* Exercise
For every record that follows, write out the text exactly and omit the picture, if one is present.

* The input
- - - - -

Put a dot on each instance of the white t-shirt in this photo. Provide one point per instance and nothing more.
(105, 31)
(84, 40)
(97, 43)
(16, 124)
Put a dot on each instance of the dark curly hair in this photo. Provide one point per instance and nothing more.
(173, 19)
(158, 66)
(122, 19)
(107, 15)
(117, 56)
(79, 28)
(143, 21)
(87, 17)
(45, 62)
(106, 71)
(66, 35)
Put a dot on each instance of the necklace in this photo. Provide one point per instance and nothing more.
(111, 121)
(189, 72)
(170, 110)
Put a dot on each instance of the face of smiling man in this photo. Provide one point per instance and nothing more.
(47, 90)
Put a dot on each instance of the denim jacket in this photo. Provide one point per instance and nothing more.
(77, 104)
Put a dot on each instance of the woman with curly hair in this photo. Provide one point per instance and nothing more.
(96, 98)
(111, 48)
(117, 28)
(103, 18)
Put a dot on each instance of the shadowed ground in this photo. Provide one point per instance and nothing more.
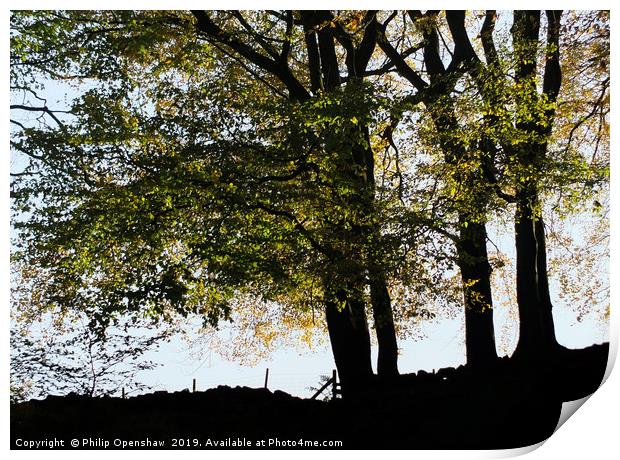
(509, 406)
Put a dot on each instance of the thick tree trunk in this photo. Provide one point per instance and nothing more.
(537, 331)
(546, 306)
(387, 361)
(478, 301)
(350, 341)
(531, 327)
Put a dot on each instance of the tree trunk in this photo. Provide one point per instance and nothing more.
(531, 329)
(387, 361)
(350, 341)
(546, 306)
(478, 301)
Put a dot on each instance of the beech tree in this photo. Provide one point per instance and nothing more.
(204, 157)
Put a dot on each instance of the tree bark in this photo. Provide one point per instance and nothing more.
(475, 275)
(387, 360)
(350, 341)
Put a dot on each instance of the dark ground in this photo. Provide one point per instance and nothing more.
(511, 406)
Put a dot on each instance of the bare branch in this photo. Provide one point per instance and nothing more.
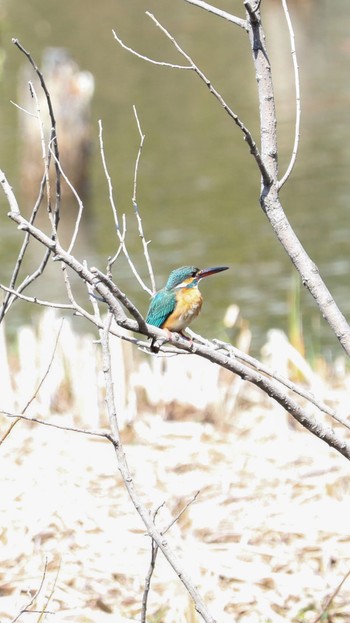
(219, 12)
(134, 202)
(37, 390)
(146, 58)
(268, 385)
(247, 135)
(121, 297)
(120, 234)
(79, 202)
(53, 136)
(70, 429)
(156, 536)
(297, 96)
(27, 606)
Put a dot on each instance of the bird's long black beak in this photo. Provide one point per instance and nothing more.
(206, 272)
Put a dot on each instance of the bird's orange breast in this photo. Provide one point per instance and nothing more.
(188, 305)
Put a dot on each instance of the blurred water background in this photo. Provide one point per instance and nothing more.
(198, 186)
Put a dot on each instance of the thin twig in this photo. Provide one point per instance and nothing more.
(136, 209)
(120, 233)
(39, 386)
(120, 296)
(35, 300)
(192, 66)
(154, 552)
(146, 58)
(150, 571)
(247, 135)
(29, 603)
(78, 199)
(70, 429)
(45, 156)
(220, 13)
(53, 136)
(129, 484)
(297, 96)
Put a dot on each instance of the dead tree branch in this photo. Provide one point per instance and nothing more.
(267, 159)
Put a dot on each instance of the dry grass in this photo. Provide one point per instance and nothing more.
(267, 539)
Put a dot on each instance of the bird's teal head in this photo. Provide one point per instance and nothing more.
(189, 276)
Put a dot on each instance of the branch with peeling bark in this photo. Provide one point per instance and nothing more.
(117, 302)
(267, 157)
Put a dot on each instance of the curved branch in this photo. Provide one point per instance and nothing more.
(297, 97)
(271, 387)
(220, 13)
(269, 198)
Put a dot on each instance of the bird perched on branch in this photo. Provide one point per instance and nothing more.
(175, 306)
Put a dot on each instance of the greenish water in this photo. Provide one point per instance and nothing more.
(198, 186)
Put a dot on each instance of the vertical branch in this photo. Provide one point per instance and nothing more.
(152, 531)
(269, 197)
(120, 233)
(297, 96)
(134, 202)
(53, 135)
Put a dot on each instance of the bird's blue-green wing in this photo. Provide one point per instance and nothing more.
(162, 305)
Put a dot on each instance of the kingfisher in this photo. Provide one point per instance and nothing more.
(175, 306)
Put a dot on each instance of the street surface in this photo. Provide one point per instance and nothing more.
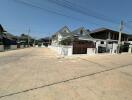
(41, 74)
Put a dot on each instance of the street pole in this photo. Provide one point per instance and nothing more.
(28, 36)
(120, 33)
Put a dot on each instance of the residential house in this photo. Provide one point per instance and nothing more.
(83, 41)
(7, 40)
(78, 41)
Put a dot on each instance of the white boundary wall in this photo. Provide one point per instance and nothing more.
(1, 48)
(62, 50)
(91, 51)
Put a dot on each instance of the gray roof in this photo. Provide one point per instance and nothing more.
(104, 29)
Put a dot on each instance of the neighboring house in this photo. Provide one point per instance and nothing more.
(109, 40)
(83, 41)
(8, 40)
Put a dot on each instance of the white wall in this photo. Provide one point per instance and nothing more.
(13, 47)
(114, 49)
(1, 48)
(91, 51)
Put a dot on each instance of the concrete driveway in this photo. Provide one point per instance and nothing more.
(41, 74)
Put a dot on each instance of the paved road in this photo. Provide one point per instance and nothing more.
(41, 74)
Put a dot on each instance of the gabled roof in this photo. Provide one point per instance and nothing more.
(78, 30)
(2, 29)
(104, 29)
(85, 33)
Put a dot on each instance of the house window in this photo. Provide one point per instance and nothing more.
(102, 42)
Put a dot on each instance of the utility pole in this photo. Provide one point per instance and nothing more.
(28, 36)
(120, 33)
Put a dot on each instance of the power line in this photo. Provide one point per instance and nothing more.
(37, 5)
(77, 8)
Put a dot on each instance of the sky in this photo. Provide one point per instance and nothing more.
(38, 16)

- - - - -

* Response
Put a dot on each instance of the white t-shirt in this photo. Provide one point per instance and nothing more.
(105, 31)
(84, 40)
(97, 43)
(16, 124)
Put a dot on each instance of the dark curly hair in this photo. Provide one point per instance and nothing more.
(173, 19)
(158, 66)
(122, 19)
(107, 15)
(117, 56)
(79, 28)
(143, 21)
(87, 17)
(45, 62)
(106, 71)
(66, 35)
Put a dot on each instance of the necklace in this photo. Provide one point per instance and nothing more.
(111, 121)
(189, 72)
(170, 110)
Put a dot on each instance of the face of smiling man in this photo. Provide one point per instance and nothing more.
(47, 90)
Put a dot on each instance of the denim jacket in this photo. Provide one point per instance and nothing more.
(77, 104)
Put a dot on each instance of the woman with curly hair in this photo. Provide one point per instance and nothing more.
(96, 98)
(111, 48)
(117, 28)
(103, 18)
Put a dot on each instance of the shadowed ground in this photo. Provide one point per instance and nothing more.
(509, 406)
Put a dot on each instance of the thick tree trunk in this photo. Provide one point per instance and nothing more.
(537, 331)
(546, 306)
(387, 361)
(478, 301)
(350, 341)
(531, 327)
Put a dot on each instance of the tree trunk in this photo. Provide one point per instance and nothing more.
(531, 329)
(387, 361)
(350, 341)
(546, 306)
(478, 301)
Put a dot on each instance of the beech tree in this photo. Provide one point per instance and nothing more.
(204, 157)
Put a dot on each instance of the tree bark in this photo. Provide one point per instance and nothing more.
(475, 275)
(387, 360)
(350, 341)
Put a dot on each instance of the dark ground in this photo. Provide one point per instance and nothing more.
(511, 406)
Put a dot on each instance of the bare branch in this photo. Provide one point per instance and nothing more.
(219, 12)
(134, 202)
(37, 390)
(146, 58)
(268, 385)
(247, 135)
(121, 297)
(120, 234)
(79, 202)
(53, 136)
(70, 429)
(156, 536)
(297, 96)
(27, 606)
Put a dot on each instance of the bird's long black beak in this photo. Provide one point per instance and nothing more.
(206, 272)
Put a dot on each instance of the bird's orange breast in this photo. Provide one point per instance and nothing more.
(188, 305)
Put a dot on each instance of the blurred water background in this photo. Provide one point per instance and nothing more.
(198, 186)
Put a dot on each instance of the thin twig in this photo. Provide one point per instance and nothing more.
(136, 209)
(120, 233)
(39, 386)
(120, 296)
(35, 300)
(192, 66)
(154, 552)
(146, 58)
(150, 571)
(247, 135)
(29, 603)
(78, 199)
(70, 429)
(45, 156)
(220, 13)
(53, 136)
(129, 484)
(297, 96)
Put a dot on each instance of the dead tree branch in this photo. Provide one point per instance and nothing more.
(267, 159)
Put a dot on each instance of the dry grass in this photo. Provide one point per instance and nothing more.
(267, 539)
Put a dot on each instance of the bird's teal head in this photo. Provide one point per instance and nothing more.
(189, 276)
Put a dot on each instance of the branch with peeling bark in this photo. Provide one point per instance and nothing more.
(117, 302)
(267, 157)
Put a dot on each instance of the curved branch in this photo. Provide one point per instance and nothing more.
(297, 97)
(271, 387)
(220, 13)
(269, 198)
Put a dot on each instance of the bird perched on branch in this photo. Provide one point per instance and nothing more.
(175, 306)
Put a dot on each instance of the greenish water in this photo. Provide one point per instance and nothing more.
(198, 186)
Put a dot on each instance of the vertical branch in this photo. Provide one point per instance and nothing more.
(152, 531)
(269, 197)
(120, 233)
(297, 96)
(134, 202)
(53, 135)
Put a dot on each instance of the bird's blue-green wing in this photo. Provide one point per instance and nothing more.
(162, 305)
Put a dot on each instance of the kingfisher in this photo. Provide one point per instance and nothing more.
(175, 306)
Put a dot on each instance of the street surface in this photo. Provide one point per instance and nothing more.
(41, 74)
Put a dot on each instance of the street pole in this photo. Provide one point per instance and nothing more.
(28, 36)
(120, 33)
Put a dot on each instance of the residential house in this photo. Provide one point per instance and nothing more.
(83, 41)
(7, 40)
(78, 41)
Put a dot on each instance of the white boundary wall in this photo. Provide one point per instance and nothing more.
(1, 48)
(62, 50)
(91, 51)
Put a dot on each instance of the gray roof in this photo. Provide one point per instance and nothing more.
(104, 29)
Put a dot on each instance of the neighboring house in this photo. Provide one point per instance and nothing more.
(109, 40)
(83, 41)
(8, 40)
Put a dot on each instance of the white wall in this photo. Provide one point per instance and nothing more.
(13, 47)
(114, 49)
(1, 48)
(91, 51)
Put a dot on each instance of the concrete driveway in this photo. Provide one point per instance and nothing more.
(41, 74)
Put a dot on each instance of the paved road in this photo. Provide one point per instance and nothing more.
(41, 74)
Put a dot on each instance of the gabled roof in this photo. Provide one point per instance and nothing more.
(78, 30)
(2, 29)
(104, 29)
(85, 33)
Put a dot on each instance of the house window in this photo. Provide one point per instance and nothing more.
(102, 42)
Put a dot on each instance of the utility pole in this photo. Provide one point per instance and nothing more.
(28, 36)
(120, 33)
Put a dot on each instance of the power line in this photo. Provide one point per instance and nothing more.
(37, 5)
(77, 8)
Put a dot on each instance of the sky in this photo. Provide one point per instance and nothing more.
(38, 16)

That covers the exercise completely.